Task prompt: Copy out everything in the rows below, from the line containing "You should see the golden" down to the end of the rows, both ends included.

++++++++

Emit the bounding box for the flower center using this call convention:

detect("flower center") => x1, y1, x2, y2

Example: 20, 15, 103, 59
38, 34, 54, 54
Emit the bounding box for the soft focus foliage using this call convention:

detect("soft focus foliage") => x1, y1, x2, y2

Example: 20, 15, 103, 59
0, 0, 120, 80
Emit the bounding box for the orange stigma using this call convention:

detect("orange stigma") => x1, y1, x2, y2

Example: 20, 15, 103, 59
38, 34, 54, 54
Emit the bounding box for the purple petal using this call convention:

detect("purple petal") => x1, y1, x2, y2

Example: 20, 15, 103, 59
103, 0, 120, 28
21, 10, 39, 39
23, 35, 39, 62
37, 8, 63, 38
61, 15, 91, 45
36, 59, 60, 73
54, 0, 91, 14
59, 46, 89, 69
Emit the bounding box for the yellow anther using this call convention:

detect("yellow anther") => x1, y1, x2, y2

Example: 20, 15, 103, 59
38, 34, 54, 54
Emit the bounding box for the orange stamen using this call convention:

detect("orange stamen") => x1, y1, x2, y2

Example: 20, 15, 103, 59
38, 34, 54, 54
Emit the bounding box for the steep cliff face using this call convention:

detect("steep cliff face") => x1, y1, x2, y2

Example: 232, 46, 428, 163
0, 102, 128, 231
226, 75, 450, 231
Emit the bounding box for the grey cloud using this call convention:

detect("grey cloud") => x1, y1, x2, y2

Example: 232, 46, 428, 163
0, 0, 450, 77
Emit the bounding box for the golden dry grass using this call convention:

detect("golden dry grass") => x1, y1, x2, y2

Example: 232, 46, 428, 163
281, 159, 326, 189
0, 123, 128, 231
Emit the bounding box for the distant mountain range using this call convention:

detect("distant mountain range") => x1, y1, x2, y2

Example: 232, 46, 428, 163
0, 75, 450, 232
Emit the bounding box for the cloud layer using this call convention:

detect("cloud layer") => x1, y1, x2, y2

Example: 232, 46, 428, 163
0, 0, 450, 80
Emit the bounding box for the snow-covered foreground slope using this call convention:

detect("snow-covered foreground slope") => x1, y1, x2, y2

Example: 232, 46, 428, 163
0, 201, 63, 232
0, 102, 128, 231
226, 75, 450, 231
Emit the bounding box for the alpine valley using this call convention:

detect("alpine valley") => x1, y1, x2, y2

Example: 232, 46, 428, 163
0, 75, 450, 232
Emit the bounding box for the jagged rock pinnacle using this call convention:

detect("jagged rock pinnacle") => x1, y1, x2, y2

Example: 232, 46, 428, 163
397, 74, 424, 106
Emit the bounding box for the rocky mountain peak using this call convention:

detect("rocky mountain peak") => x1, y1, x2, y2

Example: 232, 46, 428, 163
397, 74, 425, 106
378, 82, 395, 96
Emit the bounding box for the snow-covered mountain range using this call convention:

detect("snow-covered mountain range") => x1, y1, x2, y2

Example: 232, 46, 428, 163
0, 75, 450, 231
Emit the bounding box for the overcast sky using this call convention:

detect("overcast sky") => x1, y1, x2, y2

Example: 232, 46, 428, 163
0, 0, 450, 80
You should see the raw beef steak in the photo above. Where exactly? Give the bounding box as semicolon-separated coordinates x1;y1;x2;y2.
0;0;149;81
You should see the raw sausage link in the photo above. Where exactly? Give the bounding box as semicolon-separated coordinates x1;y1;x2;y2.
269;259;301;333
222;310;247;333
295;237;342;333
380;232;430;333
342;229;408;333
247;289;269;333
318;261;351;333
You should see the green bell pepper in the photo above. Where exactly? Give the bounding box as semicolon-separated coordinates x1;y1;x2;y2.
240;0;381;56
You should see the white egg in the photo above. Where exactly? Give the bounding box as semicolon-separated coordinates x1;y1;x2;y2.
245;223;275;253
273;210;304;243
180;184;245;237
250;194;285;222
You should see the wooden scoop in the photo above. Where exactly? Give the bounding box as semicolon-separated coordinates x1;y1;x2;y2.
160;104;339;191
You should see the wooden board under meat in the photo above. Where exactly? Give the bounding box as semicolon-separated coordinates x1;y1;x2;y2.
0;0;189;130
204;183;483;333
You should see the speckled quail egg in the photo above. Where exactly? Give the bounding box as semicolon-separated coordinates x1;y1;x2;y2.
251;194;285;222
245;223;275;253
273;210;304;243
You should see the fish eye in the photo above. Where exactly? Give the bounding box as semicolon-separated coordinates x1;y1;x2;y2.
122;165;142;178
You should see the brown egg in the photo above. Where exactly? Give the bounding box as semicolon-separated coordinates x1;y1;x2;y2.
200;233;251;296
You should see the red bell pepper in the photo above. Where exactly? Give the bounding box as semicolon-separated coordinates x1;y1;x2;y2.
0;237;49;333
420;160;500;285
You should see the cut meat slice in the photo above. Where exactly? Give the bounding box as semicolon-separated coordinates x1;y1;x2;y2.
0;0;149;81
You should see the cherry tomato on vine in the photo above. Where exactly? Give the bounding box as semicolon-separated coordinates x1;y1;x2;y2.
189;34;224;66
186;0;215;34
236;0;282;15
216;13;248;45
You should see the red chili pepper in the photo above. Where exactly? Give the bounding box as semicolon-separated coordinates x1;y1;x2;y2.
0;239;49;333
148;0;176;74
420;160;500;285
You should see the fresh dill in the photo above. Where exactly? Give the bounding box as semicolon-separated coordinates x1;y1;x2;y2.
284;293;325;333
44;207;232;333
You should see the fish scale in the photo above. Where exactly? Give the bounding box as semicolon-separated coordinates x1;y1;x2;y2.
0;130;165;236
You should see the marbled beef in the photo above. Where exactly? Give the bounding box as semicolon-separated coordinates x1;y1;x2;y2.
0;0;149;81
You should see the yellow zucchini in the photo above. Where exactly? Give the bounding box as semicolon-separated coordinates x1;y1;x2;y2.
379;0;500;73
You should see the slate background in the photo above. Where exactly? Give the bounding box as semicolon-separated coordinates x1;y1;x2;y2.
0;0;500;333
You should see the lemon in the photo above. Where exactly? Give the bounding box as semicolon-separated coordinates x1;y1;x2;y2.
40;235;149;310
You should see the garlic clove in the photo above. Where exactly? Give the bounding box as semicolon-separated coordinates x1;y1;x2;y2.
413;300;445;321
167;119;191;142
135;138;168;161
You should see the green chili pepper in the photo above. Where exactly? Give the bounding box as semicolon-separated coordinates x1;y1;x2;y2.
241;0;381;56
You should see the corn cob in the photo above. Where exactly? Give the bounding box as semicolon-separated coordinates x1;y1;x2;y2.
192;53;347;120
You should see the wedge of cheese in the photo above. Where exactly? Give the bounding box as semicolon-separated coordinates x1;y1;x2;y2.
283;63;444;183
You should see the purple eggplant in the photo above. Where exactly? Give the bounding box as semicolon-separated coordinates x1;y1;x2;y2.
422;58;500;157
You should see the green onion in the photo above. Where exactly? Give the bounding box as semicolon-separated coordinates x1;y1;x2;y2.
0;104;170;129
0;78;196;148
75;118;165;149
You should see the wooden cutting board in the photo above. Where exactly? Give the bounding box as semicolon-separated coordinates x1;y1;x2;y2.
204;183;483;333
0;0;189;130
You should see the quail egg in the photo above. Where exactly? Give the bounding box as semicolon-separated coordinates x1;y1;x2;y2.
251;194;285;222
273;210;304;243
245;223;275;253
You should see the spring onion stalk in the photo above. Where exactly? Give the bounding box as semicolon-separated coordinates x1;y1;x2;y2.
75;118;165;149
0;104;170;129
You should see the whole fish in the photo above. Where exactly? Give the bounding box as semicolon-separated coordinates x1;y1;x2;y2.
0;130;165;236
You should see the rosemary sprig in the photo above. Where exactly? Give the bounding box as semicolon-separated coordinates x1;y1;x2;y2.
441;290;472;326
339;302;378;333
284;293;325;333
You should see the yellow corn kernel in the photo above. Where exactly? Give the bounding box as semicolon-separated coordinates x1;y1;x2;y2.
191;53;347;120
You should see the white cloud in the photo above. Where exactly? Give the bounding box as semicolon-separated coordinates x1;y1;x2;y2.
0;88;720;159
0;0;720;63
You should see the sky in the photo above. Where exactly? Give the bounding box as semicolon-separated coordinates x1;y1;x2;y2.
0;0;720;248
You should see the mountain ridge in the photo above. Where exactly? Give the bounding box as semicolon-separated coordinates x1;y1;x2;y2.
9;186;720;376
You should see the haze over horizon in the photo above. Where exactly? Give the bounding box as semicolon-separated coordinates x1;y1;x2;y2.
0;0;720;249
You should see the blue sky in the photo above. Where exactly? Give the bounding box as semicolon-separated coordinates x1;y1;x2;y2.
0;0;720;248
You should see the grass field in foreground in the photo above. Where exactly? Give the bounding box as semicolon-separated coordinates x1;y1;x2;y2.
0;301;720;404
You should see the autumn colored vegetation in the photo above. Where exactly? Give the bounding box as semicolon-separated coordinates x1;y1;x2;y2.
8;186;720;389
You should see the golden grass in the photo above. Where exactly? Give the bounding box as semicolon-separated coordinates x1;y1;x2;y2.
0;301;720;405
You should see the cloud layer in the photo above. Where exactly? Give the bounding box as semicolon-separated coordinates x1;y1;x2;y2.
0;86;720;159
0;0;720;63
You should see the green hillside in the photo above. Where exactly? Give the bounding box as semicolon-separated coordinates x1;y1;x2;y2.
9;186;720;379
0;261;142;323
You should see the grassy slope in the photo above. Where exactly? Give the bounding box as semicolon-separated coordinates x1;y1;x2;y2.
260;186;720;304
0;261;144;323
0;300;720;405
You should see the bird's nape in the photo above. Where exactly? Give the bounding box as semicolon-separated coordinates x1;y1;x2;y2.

++++++++

Full answer:
You should see the golden grass in the photo above. Where exactly? Give the bounding box as semicolon-separated coordinates x1;y1;x2;y2.
0;301;720;405
You should see the cloud layer in the photo above. Where exactly? Give the bounding box as semicolon-separated coordinates x1;y1;x2;y2.
0;86;720;159
0;0;720;63
You should see the green hillside in the photo above. Where exactly? Give the bounding box as semicolon-separated coordinates x1;y1;x2;y2.
9;186;720;379
0;261;142;323
You should see the grassy slope in the photo above. Where exactly? Give the bounding box as semicolon-separated coordinates x1;y1;x2;y2.
260;186;720;304
0;261;144;323
0;300;720;405
You should see the bird's nape in the photo above. Where exactly? Give the bounding box as semicolon-separated coordinates x1;y1;x2;y2.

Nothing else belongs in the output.